→ Teks Sumber:
------------------------------

“Seolah-olah” Mendaki : Cerita singkat perjalanan menuju pengkaderan di Lembah Ramma

IrmaKamaruddin | update: 6 Mei 2015 @ 15.18 | 0 comments

Beberapa hari yang lalu, tepatnya tanggal 30 April – 4 Mei 2015 gue melakukan ekspedisi ke Lembah Ramma, maunya sih. Tapi, faktanya gue ke Lembah Ramma dalam rangka mengikuti rangkaian pengkaderan. WIUHHH…..

------------------------------

→ Baris Data:
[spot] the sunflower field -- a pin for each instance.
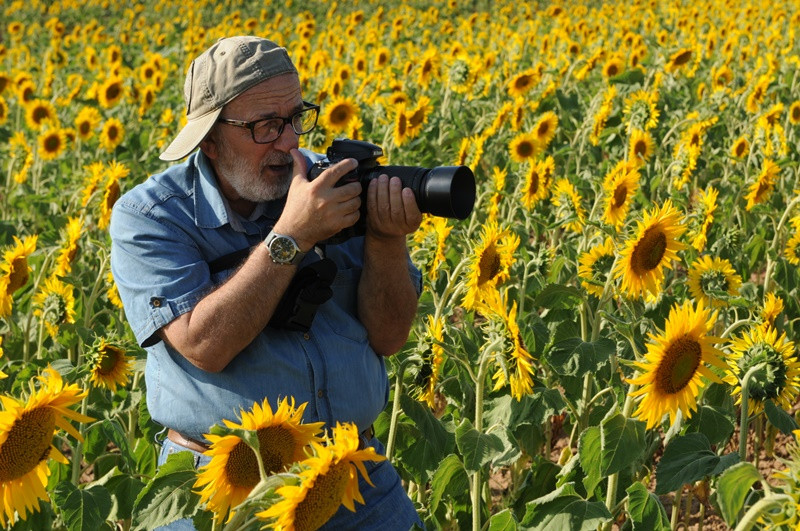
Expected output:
(610, 340)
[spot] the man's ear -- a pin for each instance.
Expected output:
(209, 145)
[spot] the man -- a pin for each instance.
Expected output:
(210, 349)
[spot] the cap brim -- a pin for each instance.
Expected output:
(190, 136)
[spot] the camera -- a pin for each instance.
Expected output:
(445, 191)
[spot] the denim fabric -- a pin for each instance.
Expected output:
(164, 233)
(386, 508)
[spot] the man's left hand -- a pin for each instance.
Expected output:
(392, 210)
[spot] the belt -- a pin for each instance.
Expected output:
(198, 446)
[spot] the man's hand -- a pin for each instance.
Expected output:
(392, 210)
(316, 210)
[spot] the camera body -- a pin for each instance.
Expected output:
(446, 191)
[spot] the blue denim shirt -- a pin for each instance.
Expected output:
(164, 233)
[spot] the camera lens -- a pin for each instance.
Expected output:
(446, 191)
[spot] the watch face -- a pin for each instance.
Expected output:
(282, 249)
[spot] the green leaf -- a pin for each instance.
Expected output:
(645, 509)
(477, 448)
(733, 487)
(168, 497)
(713, 423)
(575, 357)
(503, 521)
(100, 434)
(558, 297)
(450, 478)
(431, 445)
(82, 508)
(622, 442)
(780, 418)
(687, 459)
(564, 509)
(589, 454)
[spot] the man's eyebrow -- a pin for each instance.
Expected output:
(269, 115)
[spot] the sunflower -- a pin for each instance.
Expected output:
(655, 246)
(763, 185)
(773, 305)
(740, 148)
(339, 114)
(521, 83)
(490, 264)
(594, 267)
(52, 143)
(109, 365)
(110, 92)
(713, 280)
(794, 113)
(537, 182)
(15, 263)
(55, 305)
(515, 364)
(545, 129)
(432, 360)
(524, 147)
(613, 66)
(86, 122)
(778, 380)
(620, 186)
(112, 134)
(708, 204)
(641, 146)
(678, 59)
(329, 480)
(675, 364)
(567, 201)
(67, 253)
(26, 436)
(233, 470)
(38, 112)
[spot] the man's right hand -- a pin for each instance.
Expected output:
(316, 210)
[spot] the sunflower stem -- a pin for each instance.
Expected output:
(476, 478)
(398, 390)
(744, 414)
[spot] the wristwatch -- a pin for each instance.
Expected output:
(283, 249)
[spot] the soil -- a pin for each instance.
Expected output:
(697, 518)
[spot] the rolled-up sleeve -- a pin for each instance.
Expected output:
(158, 269)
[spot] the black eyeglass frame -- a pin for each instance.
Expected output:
(252, 125)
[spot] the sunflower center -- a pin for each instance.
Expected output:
(28, 443)
(277, 448)
(525, 149)
(19, 274)
(620, 194)
(771, 379)
(488, 265)
(323, 498)
(649, 250)
(678, 365)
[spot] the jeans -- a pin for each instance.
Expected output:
(387, 506)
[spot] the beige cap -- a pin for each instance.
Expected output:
(227, 69)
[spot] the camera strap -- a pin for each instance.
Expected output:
(308, 290)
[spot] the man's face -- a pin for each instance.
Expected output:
(257, 172)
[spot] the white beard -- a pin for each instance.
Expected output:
(246, 178)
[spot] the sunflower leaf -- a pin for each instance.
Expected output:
(82, 508)
(645, 509)
(168, 497)
(779, 418)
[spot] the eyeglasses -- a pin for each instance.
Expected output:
(270, 129)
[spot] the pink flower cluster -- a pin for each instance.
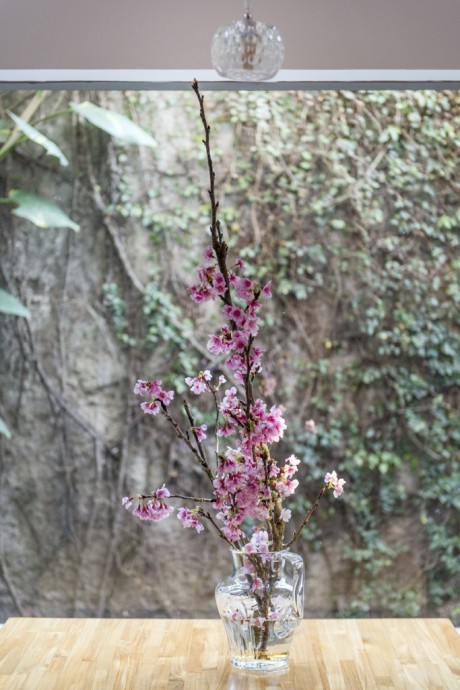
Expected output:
(152, 508)
(241, 320)
(333, 482)
(189, 518)
(248, 484)
(157, 395)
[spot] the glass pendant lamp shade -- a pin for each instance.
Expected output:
(246, 50)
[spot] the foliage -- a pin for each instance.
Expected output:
(348, 202)
(353, 204)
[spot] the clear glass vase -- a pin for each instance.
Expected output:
(261, 604)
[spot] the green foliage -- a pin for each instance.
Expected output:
(355, 197)
(40, 211)
(348, 203)
(9, 304)
(124, 130)
(34, 135)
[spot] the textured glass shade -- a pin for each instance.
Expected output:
(246, 50)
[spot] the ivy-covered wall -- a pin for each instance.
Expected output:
(348, 203)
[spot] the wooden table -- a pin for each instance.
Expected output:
(95, 654)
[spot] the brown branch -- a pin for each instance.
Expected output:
(219, 246)
(307, 517)
(186, 440)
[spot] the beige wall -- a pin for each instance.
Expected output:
(175, 34)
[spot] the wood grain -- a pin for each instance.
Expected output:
(106, 654)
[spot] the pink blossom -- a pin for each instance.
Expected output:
(162, 493)
(151, 407)
(235, 314)
(258, 621)
(285, 514)
(198, 384)
(141, 387)
(166, 397)
(287, 487)
(256, 584)
(332, 482)
(208, 256)
(244, 289)
(232, 532)
(152, 388)
(267, 290)
(152, 510)
(189, 518)
(218, 284)
(259, 540)
(200, 432)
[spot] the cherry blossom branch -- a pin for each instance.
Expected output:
(219, 246)
(307, 517)
(209, 517)
(184, 438)
(193, 498)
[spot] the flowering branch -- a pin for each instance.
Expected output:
(248, 483)
(219, 246)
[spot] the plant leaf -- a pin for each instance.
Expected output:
(118, 126)
(50, 147)
(4, 429)
(40, 211)
(9, 304)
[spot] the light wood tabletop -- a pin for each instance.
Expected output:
(130, 654)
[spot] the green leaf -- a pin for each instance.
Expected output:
(40, 211)
(11, 305)
(118, 126)
(4, 429)
(36, 136)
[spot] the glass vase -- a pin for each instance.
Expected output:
(261, 604)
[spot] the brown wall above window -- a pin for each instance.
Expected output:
(176, 34)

------------------------------

→ Deskripsi Tugas: Menurut teks sumber tentang perjalanan ke Lembah Ramma, untuk keperluan apa penulis sebenarnya pergi ke sana?

→ Jawaban Akhir: Untuk mengikuti rangkaian pengkaderan.